SELECTED EXTRACT:
====================
Since 2004 I have worked at Microsoft – starting as a Support Specialist in the Networking team at CSS (Customer Service & Support) and then in late 2005 moving to the “Core” (Windows) support team, where my role today is a Senior Support Escalation Engineer.

Terminal Services (including the new “RemoteApp” technology), Hyper-V and user-mode debugging are the areas in which I typically spend my time at work.

I have delivered a few workshops in Sweden on “Windows Performance & Troubleshooting” to give people an insight into how Windows components (and we at Microsoft) “tick”.

 

One of my pastimes is to lurk in forums related to technical (typically networking or Windows) problems, as I find this a great way to get a view of the "real world" application of our technologies and the problems that people commonly run into (not just those I speak with on a daily basis because they pay for a Premier support contract).

I discovered there is a huge amount of FUD and a lot of misconceptions about Windows out there, so I have tried to redress the balance and educate where possible in my spare time.

The aim of this blog is to address some of the misconceptions and to give an insight into how we troubleshoot certain types of issues across different platforms (the tools and methods evolve along with the operating system, so what is true today can be of no use tomorrow).

 

For those interested in delving deep into the guts of the Windows operating system (way beyond simply calling APIs), the reference and training book of choice for us is Windows Internals - currently in its 4th edition and covering up to Windows Server 2003, but the 5th edition is in development and will cover Windows Vista.
====================
MATERIAL:
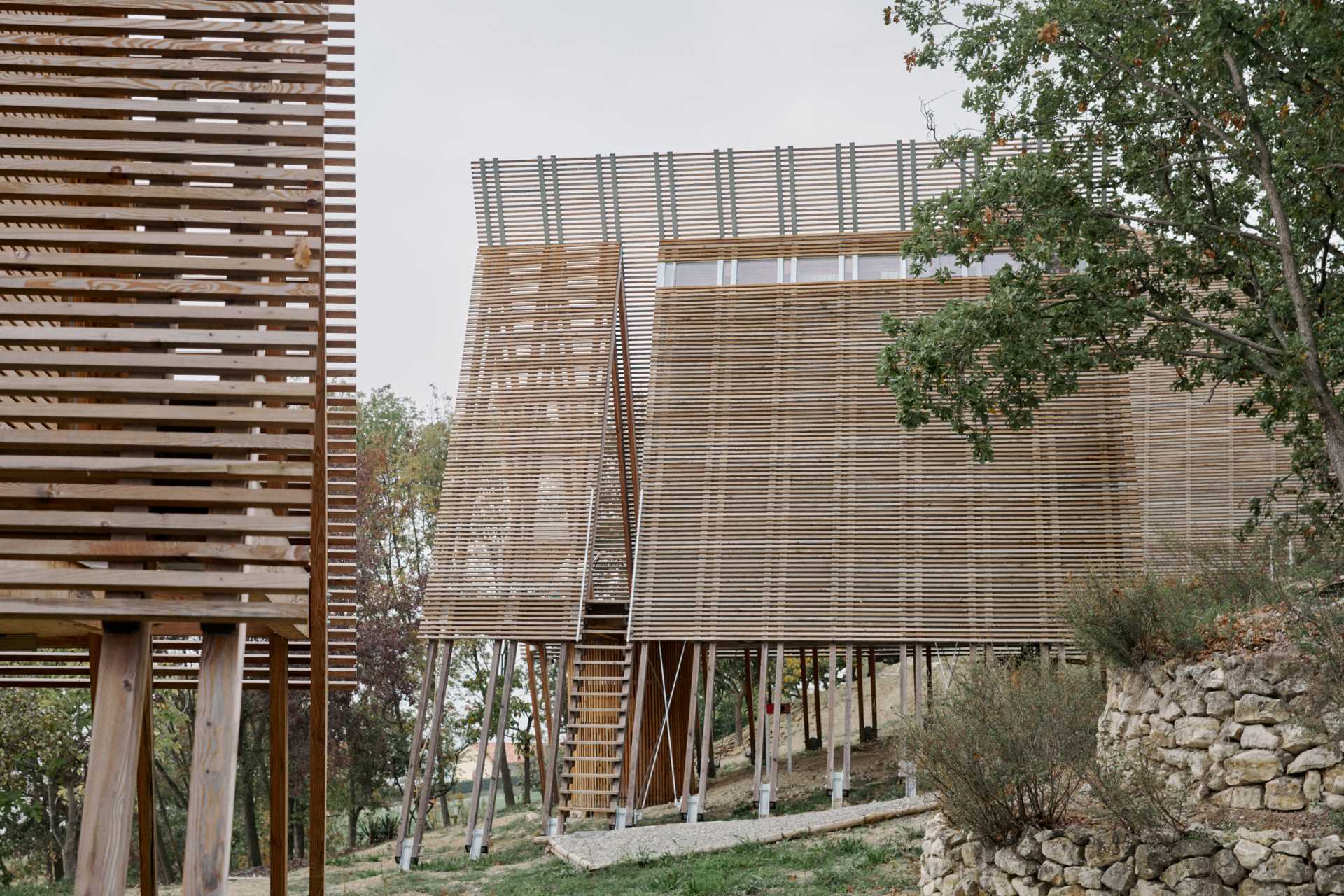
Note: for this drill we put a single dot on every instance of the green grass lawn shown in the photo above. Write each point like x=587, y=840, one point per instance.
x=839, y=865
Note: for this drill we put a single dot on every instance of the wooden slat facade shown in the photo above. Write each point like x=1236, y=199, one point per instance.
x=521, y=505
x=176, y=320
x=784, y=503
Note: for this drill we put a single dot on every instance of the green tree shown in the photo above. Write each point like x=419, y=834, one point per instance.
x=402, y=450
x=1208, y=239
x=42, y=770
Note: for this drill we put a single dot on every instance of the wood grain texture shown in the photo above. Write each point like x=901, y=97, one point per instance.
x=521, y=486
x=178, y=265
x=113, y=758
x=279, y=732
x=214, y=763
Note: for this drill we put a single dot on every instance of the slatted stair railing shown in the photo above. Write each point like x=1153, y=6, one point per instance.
====================
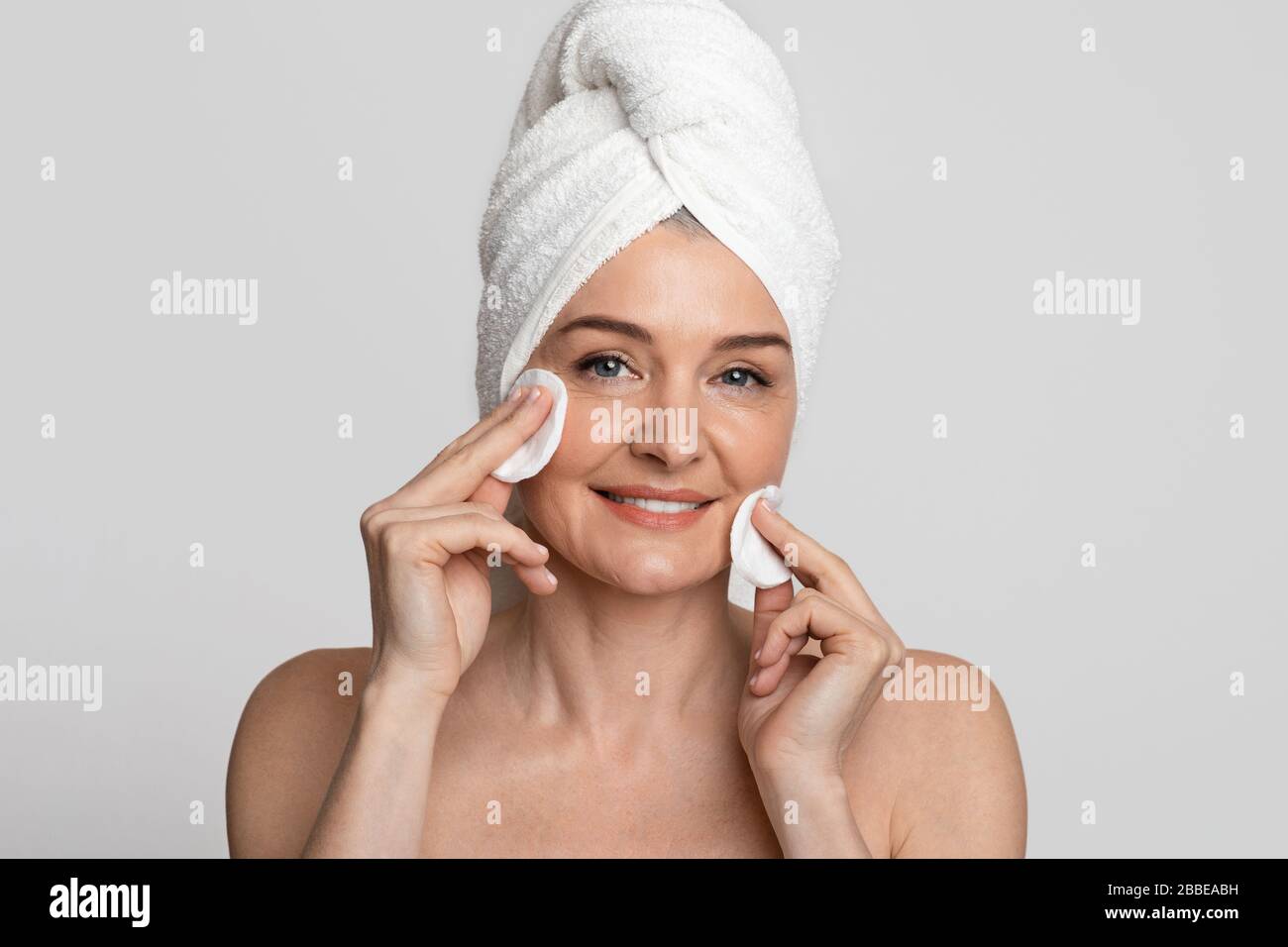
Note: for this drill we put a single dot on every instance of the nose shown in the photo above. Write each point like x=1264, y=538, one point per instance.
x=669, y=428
====================
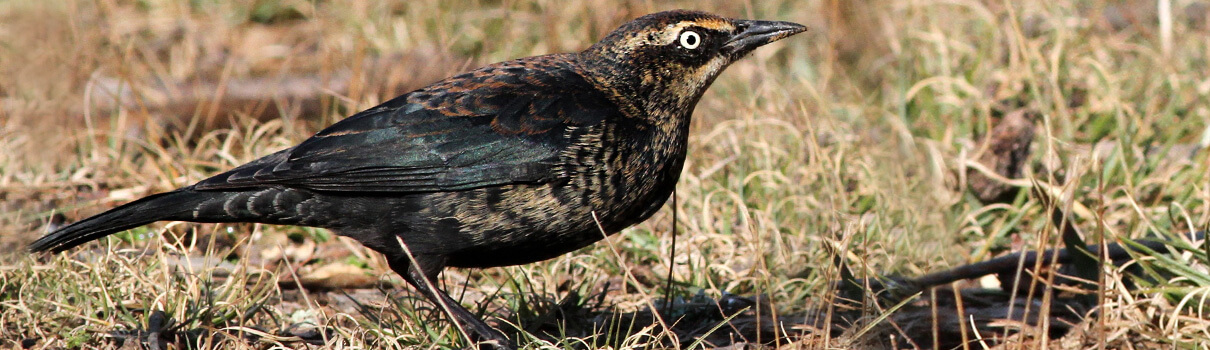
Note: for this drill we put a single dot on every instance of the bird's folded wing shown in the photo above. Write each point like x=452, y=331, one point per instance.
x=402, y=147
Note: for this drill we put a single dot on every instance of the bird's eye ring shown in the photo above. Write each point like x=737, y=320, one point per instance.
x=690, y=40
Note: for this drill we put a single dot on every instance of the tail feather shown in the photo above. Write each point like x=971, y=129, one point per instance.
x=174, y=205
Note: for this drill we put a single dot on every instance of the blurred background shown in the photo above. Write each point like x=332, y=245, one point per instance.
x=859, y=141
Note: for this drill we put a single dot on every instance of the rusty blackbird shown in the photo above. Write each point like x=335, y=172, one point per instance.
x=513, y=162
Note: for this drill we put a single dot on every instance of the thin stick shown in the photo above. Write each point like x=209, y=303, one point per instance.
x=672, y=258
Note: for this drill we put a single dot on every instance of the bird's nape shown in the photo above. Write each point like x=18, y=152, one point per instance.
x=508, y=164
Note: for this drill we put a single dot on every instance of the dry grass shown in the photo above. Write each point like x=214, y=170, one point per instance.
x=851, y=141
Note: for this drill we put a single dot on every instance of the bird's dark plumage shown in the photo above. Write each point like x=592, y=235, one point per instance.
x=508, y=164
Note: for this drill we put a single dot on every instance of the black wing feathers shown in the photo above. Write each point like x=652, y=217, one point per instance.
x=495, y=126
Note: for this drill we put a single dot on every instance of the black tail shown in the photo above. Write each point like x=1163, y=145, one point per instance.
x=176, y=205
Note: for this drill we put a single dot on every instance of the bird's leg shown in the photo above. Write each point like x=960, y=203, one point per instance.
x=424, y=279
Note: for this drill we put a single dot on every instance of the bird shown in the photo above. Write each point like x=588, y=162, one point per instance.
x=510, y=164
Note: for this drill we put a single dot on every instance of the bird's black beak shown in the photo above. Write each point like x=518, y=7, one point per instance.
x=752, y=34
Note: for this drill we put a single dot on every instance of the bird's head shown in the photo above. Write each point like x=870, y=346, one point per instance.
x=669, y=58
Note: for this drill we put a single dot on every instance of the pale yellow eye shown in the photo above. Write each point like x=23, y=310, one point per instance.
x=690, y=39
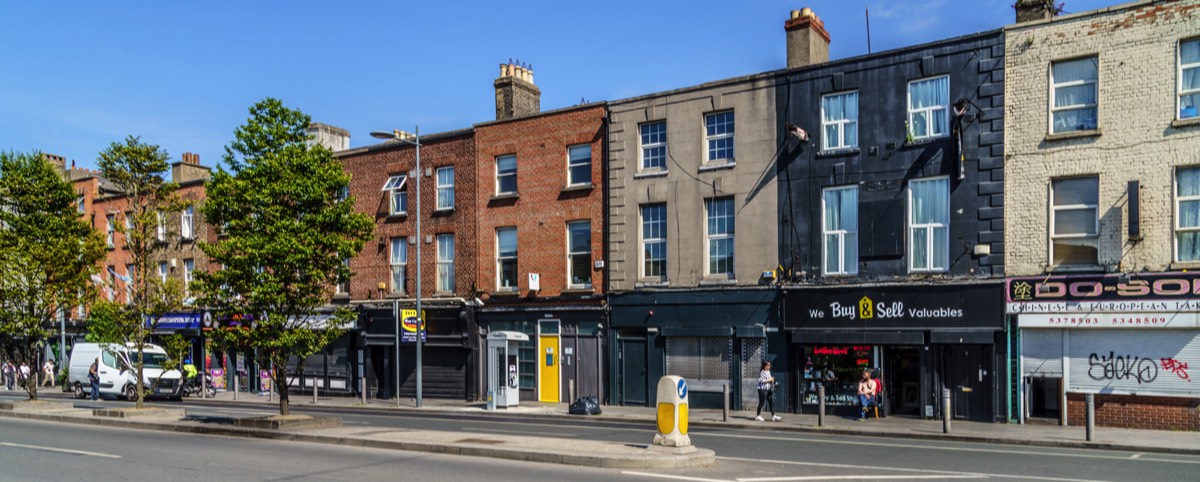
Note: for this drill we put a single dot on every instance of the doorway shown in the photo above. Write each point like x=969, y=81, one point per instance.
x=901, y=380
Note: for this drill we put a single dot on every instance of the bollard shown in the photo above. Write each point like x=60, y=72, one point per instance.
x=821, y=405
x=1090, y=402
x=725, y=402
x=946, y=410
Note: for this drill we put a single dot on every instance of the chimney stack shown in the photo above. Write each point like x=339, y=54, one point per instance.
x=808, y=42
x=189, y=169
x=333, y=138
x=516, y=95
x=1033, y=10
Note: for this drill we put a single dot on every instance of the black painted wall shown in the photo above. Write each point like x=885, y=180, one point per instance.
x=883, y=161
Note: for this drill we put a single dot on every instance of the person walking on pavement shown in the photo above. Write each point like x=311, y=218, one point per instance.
====================
State whether each of the following statements agrees with the author's self-introduction, answering yes or no and quoting the words of the self-introduction that decide it. 1. The author's first role at Microsoft was in the Windows support team. 2. The author has given workshops in Sweden. 3. The 5th edition of Windows Internals will cover Windows Vista.

1. No: "starting as a Support Specialist in the Networking team at CSS"
2. Yes: "I have delivered a few workshops in Sweden"
3. Yes: "the 5th edition is in development and will cover Windows Vista"